→ **Exercise goal**: What is needed is an exact retyping of each entry, pictures excluded.

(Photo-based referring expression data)
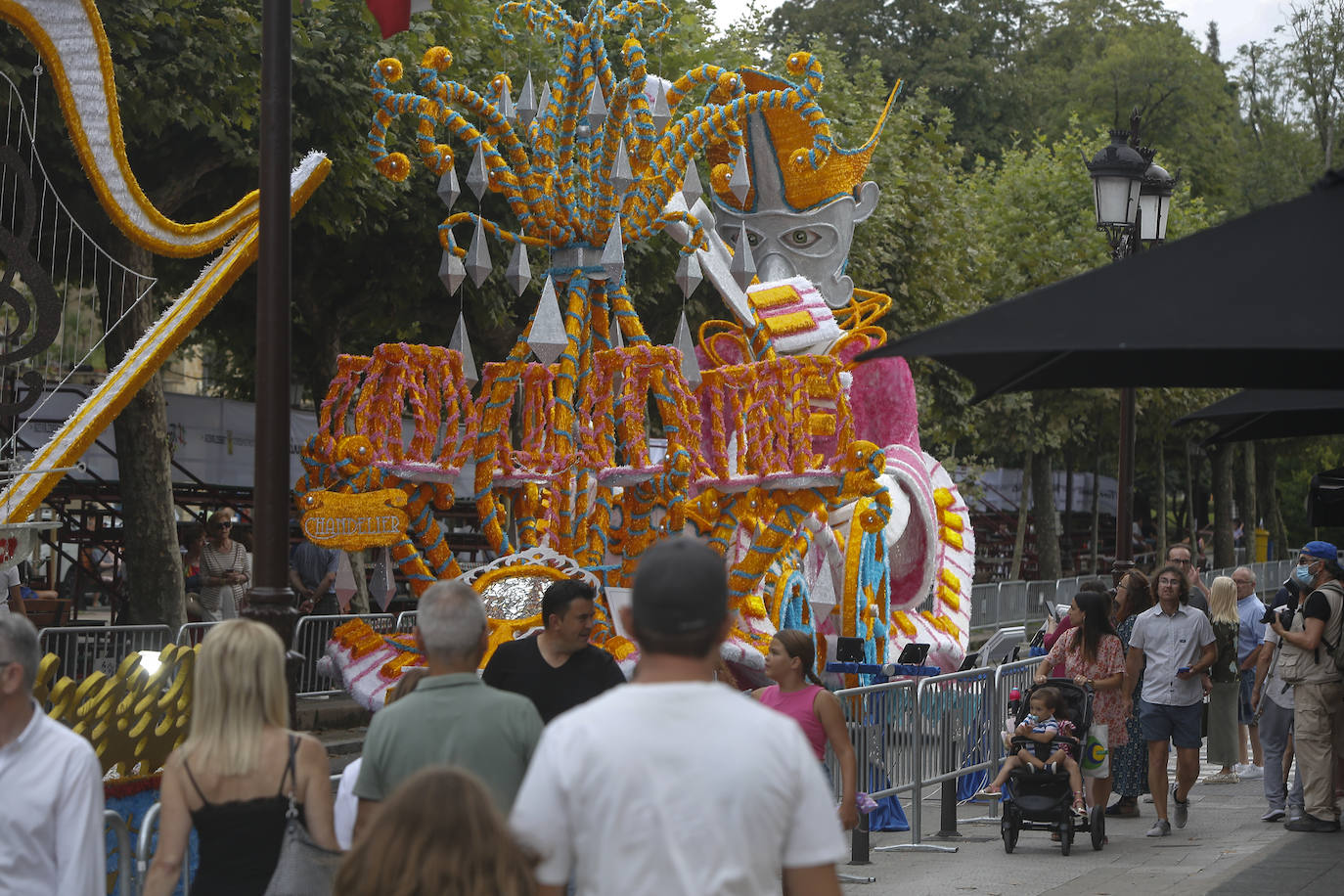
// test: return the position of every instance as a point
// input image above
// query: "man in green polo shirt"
(452, 718)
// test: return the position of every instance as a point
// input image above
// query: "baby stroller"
(1043, 799)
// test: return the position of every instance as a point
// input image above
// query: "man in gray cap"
(675, 782)
(1308, 662)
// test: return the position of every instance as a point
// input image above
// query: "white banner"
(1002, 490)
(214, 438)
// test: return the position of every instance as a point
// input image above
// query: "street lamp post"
(270, 598)
(1132, 199)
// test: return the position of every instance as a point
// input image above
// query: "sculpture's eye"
(730, 237)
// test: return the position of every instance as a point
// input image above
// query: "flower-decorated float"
(798, 465)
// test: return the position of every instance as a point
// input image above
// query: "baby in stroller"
(1048, 743)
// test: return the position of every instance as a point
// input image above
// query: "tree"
(963, 53)
(1316, 60)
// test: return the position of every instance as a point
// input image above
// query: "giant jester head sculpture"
(800, 222)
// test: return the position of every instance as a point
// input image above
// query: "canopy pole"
(1125, 486)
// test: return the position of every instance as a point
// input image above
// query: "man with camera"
(1308, 662)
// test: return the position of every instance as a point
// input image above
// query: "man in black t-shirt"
(557, 669)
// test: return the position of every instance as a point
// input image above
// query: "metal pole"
(270, 598)
(270, 514)
(1125, 481)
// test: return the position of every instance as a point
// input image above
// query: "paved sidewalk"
(1224, 849)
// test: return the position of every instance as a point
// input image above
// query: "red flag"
(392, 15)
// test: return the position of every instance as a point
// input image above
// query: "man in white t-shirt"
(676, 784)
(11, 600)
(1275, 702)
(51, 838)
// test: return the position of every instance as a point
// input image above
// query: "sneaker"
(1182, 806)
(1312, 824)
(1122, 810)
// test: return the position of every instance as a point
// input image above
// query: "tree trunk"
(1191, 524)
(1249, 514)
(1020, 540)
(1046, 518)
(144, 468)
(1096, 510)
(1161, 500)
(1225, 555)
(1067, 536)
(1266, 461)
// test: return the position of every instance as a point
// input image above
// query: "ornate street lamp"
(1132, 199)
(1154, 201)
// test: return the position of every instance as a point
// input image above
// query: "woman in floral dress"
(1129, 763)
(1093, 655)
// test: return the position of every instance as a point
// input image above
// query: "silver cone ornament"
(621, 173)
(597, 108)
(683, 342)
(452, 272)
(519, 273)
(525, 107)
(661, 113)
(477, 179)
(448, 187)
(478, 254)
(689, 274)
(691, 186)
(546, 337)
(613, 252)
(460, 342)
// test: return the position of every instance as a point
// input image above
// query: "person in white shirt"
(51, 837)
(11, 598)
(676, 784)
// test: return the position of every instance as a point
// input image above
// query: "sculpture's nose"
(775, 266)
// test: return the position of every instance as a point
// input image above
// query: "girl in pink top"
(789, 664)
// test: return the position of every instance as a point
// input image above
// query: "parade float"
(135, 711)
(589, 441)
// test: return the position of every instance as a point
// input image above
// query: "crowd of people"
(1175, 664)
(546, 773)
(552, 774)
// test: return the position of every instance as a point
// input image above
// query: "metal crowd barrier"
(311, 637)
(194, 633)
(87, 649)
(953, 735)
(125, 878)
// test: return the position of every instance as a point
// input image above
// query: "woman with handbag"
(438, 834)
(225, 569)
(246, 784)
(1093, 654)
(1222, 700)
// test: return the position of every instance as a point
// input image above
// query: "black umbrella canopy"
(1325, 499)
(1256, 302)
(1273, 414)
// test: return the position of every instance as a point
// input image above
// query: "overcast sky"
(1238, 21)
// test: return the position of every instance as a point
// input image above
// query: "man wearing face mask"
(1308, 662)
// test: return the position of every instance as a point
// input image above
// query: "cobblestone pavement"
(1225, 849)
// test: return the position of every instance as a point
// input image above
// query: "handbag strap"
(293, 778)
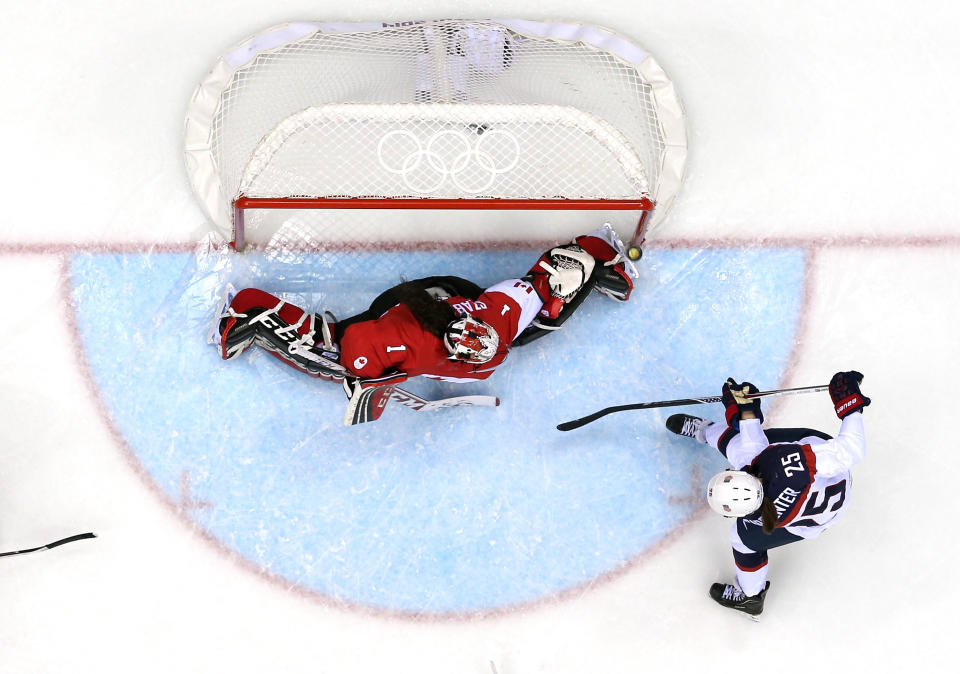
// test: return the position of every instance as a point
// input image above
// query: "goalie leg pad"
(301, 340)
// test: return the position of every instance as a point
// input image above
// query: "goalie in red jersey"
(443, 327)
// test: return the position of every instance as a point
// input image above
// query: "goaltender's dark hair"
(433, 314)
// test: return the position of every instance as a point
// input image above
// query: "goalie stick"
(368, 404)
(583, 421)
(68, 539)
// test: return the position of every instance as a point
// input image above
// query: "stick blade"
(71, 539)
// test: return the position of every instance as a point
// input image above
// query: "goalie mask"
(734, 493)
(471, 340)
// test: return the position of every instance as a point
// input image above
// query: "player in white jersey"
(788, 484)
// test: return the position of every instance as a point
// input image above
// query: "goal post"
(449, 115)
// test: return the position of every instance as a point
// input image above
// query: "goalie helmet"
(734, 493)
(471, 340)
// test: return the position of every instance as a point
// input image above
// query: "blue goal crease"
(461, 509)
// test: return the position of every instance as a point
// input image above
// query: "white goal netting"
(458, 114)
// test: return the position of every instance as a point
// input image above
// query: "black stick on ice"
(68, 539)
(583, 421)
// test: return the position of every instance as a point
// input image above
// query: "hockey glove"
(845, 393)
(734, 398)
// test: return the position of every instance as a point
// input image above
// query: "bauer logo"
(453, 511)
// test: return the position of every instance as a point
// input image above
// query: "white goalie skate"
(223, 310)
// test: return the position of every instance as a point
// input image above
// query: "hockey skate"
(731, 596)
(213, 336)
(688, 426)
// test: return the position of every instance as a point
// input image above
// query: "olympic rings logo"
(449, 154)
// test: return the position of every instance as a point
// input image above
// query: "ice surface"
(243, 529)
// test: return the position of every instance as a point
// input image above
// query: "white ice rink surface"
(828, 126)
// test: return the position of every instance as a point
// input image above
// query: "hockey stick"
(583, 421)
(68, 539)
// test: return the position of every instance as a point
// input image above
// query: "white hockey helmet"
(471, 340)
(734, 493)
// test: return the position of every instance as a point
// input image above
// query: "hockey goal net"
(302, 125)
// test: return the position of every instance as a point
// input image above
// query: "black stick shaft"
(583, 421)
(68, 539)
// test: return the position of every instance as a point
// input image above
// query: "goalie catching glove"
(734, 398)
(612, 278)
(559, 275)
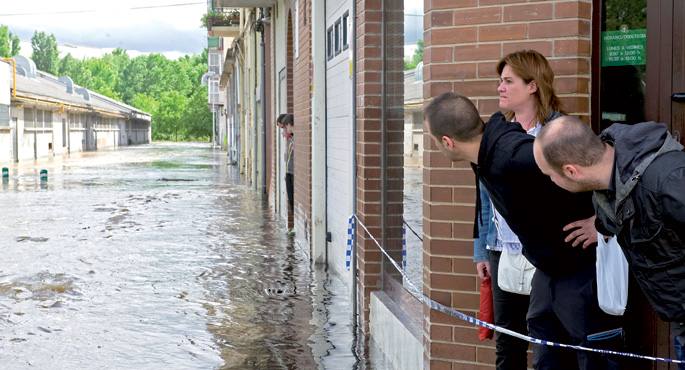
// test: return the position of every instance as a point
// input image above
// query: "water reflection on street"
(157, 257)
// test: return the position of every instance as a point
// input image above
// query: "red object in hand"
(487, 313)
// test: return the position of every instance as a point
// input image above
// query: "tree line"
(170, 90)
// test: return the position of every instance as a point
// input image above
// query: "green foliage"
(9, 43)
(416, 58)
(45, 53)
(214, 18)
(169, 90)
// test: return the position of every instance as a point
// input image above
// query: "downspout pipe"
(14, 74)
(383, 151)
(355, 310)
(260, 28)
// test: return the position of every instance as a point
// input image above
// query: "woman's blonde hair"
(530, 66)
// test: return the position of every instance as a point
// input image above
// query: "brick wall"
(302, 79)
(464, 40)
(368, 107)
(368, 180)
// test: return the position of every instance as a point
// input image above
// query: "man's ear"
(570, 171)
(447, 142)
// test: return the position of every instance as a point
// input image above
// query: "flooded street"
(157, 257)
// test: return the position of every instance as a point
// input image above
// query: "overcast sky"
(88, 28)
(91, 27)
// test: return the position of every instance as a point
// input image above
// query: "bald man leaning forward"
(563, 303)
(637, 173)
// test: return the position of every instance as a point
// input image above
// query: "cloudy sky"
(91, 27)
(88, 28)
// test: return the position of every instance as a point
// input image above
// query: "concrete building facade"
(44, 116)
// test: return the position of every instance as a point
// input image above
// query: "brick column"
(372, 99)
(368, 182)
(464, 40)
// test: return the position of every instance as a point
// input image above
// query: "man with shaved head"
(563, 304)
(637, 173)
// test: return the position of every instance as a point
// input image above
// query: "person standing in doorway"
(637, 173)
(288, 122)
(537, 211)
(526, 96)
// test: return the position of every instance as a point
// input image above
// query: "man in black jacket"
(563, 305)
(638, 175)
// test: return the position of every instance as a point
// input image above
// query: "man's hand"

→ **Solution to this problem**:
// test: return the position of every instance as a point
// input image above
// query: "man in green polo shirt"
(452, 718)
// test: return the position of every instance as a point
// input image above
// query: "baby stroller"
(1043, 799)
// test: return the position of every instance as a point
// input image above
// query: "man in gray cap"
(675, 782)
(1308, 662)
// test: return the position of every instance as a point
// input image above
// query: "white banner"
(1002, 490)
(214, 438)
// test: return the position of every instance as a point
// input image above
// query: "street lamp post"
(270, 598)
(1132, 199)
// test: return the position of every instance as a point
// input image above
// query: "sculpture's eye"
(730, 237)
// test: return the position of every instance as a point
// input image above
// query: "flower-decorated float"
(798, 465)
// test: return the position of every instance as a point
// input image above
// query: "baby in stroller"
(1048, 743)
// test: return the position of every instance as a point
// input image above
// query: "tree"
(963, 53)
(1316, 60)
// test: return the position of every instance as a point
// input image above
// query: "giant jester head sculpture"
(800, 222)
// test: return the position of every instance as a point
// input image above
// query: "canopy pole"
(1125, 486)
// test: return the position of every instance as a point
// input image above
// query: "man with camera"
(1308, 662)
// test: return the position of every instance as a point
// input image above
// query: "man in black t-shirt"
(557, 669)
// test: return the position of every instance as a point
// input image above
// query: "metal pole"
(270, 598)
(270, 514)
(1125, 481)
// test: return the position of every instance as a point
// input image above
// query: "paved sidewalk"
(1224, 849)
// test: return the position of every instance as a point
// input image above
// query: "red flag"
(392, 15)
// test: return the position of every instance as a point
// input image above
// query: "man in white t-shirt"
(676, 784)
(11, 600)
(1275, 702)
(51, 838)
// test: return the position of every instance as a point
// input image above
// query: "sneaker"
(1182, 806)
(1312, 824)
(1122, 810)
// test: return the position of every instance as a point
// input image above
// query: "tree trunk"
(1191, 524)
(1249, 514)
(1020, 540)
(1046, 518)
(144, 468)
(1096, 510)
(1161, 500)
(1225, 555)
(1067, 536)
(1266, 461)
// test: return the position of every instance as a point
// input image above
// query: "ornate street lamp"
(1132, 199)
(1154, 201)
// test: return the position of every instance as a point
// input image above
// query: "woman in floral dress"
(1129, 763)
(1093, 655)
// test: return the position of every instance as a point
// input image above
// query: "silver cone ornament"
(621, 173)
(597, 108)
(683, 342)
(452, 272)
(519, 273)
(525, 107)
(661, 113)
(477, 179)
(448, 187)
(478, 254)
(689, 274)
(691, 186)
(546, 337)
(613, 252)
(460, 342)
// test: return the position of every instance as a point
// input image above
// query: "person in white shirt"
(51, 837)
(11, 598)
(676, 784)
// test: return the position of every instance as a point
// input image above
// query: "sculpture's nose"
(775, 266)
// test: return the position of every instance as a point
// input image above
// query: "girl in pink top"
(789, 664)
// test: return the position of every instance as a point
// input image above
// query: "parade float"
(135, 711)
(589, 441)
// test: return the position of every instance as a point
// input image above
// query: "crowd of people"
(1175, 664)
(546, 773)
(552, 774)
// test: return the position of every instance as a point
// input image above
// query: "metal crowd barrier"
(311, 637)
(194, 633)
(87, 649)
(953, 735)
(125, 878)
// test: return the position of every instance as a point
// input image above
// query: "woman with handbag"
(438, 834)
(225, 569)
(246, 784)
(1093, 654)
(1222, 700)
// test: return the position of every instance as a point
// input image above
// query: "black umbrella canopy"
(1325, 499)
(1256, 302)
(1273, 414)
// test: return the position of every instance as a point
// input image above
// query: "overcast sky"
(1238, 21)
// test: return the position of every instance as a point
// input image above
// query: "man wearing face mask"
(1308, 662)
// test: return the position of every instance as a point
// input image above
// query: "cobblestone pavement"
(1225, 849)
// test: return the position of every instance as a point
// input image above
// query: "handbag strap"
(293, 778)
// test: return the position of every instance as a point
// input image above
// query: "goalie leg pad"
(301, 340)
// test: return the position of every instance as a point
// input image above
// query: "goalie in red jersey"
(443, 327)
// test: return the position of every instance as a point
// input image above
// query: "goaltender's dark hair"
(433, 314)
// test: return the position of every instance as a point
// input image above
// query: "goalie stick"
(368, 404)
(583, 421)
(68, 539)
// test: return the position of every instance as a point
// input image above
// query: "stick blade"
(71, 539)
// test: return the position of every instance as a point
// input image above
// query: "goalie mask"
(734, 493)
(471, 340)
// test: return the position of every instance as a point
// input image above
// query: "player in white jersey"
(788, 484)
// test: return the position of every instance as a point
// input image above
// query: "goal post"
(449, 115)
// test: return the position of every instance as a point
// input image above
// query: "goalie helmet"
(734, 493)
(471, 340)
// test: return the position of every instance as a point
// input image above
// query: "blue goal crease"
(461, 509)
// test: return the position of every instance as a point
// input image above
// query: "white goal netting"
(458, 114)
// test: return the position of every instance as a point
// input image above
// query: "black stick on ice"
(68, 539)
(583, 421)
// test: return the position of every instance as a point
// input image above
// query: "hockey glove"
(845, 393)
(734, 398)
// test: return the position of every instance as a point
// input image above
// query: "bauer logo"
(453, 511)
// test: return the position of every instance as a point
// input image above
// query: "white goalie skate"
(223, 310)
// test: return the position of every instance as a point
// input image above
// query: "hockey skate"
(731, 596)
(213, 336)
(688, 426)
// test: return the position of every instance as a point
// input image above
// query: "olympic rings logo"
(449, 154)
// test: return the position of every instance as a point
// input image above
// query: "ice surface"
(243, 529)
// test: return the position of every instance as a point
// input image above
// query: "white ice rink surface"
(828, 126)
// test: return the position of every instance as a point
// input image above
// query: "hockey stick"
(583, 421)
(68, 539)
// test: return the position of every instance as a point
// input image above
// query: "white hockey helmet"
(471, 340)
(734, 493)
// test: return the position of every instance as a point
// input image above
// query: "hockey goal net"
(302, 125)
// test: return the position of every instance as a point
// input image above
// query: "black stick shaft"
(583, 421)
(68, 539)
// test: return the position of every instance as a point
// input image above
// query: "goalie catching glove"
(734, 398)
(612, 278)
(559, 275)
// test: return the position of every instance as a point
// input image above
// query: "water reflection on street"
(157, 257)
// test: return the position of every instance as a point
// input image above
// query: "red object in hand"
(487, 313)
// test: return the position of every instance as a point
// input image above
// query: "tree line"
(170, 90)
// test: return the position of every instance as a point
// input image above
// query: "green foliage"
(9, 43)
(416, 58)
(45, 53)
(214, 18)
(169, 90)
// test: return the position of every instance as a point
// input image above
// query: "downspout pipe"
(14, 74)
(383, 151)
(355, 310)
(260, 28)
// test: return the position of every instance as a point
// input image above
// query: "woman's blonde hair"
(530, 66)
// test: return the position of every instance as a point
// input image above
// query: "brick wall"
(302, 79)
(464, 40)
(368, 107)
(368, 180)
// test: return the position of every instance as a point
// input image above
// query: "man's ear"
(570, 171)
(447, 142)
// test: return the position of every instance as a point
// input image above
// query: "flooded street"
(157, 257)
// test: return the position of every instance as a point
// input image above
// query: "overcast sky"
(88, 28)
(91, 27)
// test: return the position of every instance as a point
// input image above
// query: "bald man leaning forward"
(563, 303)
(637, 173)
// test: return the position of every instance as a point
// input image above
// query: "cloudy sky"
(91, 27)
(88, 28)
// test: return the position of every instance as a point
// input image above
// query: "concrete building facade"
(44, 116)
// test: return the position of every instance as a point
// input image above
// query: "brick column"
(372, 99)
(368, 182)
(464, 40)
// test: return the position of every instance as a point
// input image above
// query: "man with shaved head"
(563, 304)
(637, 173)
// test: return the position of every instance as a point
// input image above
// query: "person standing in doorway"
(637, 173)
(288, 122)
(537, 211)
(526, 96)
// test: return the position of every instance as a point
// input image above
// query: "man in black jacket"
(563, 305)
(638, 175)
// test: return the position of every instance as a point
// input image above
// query: "man's hand"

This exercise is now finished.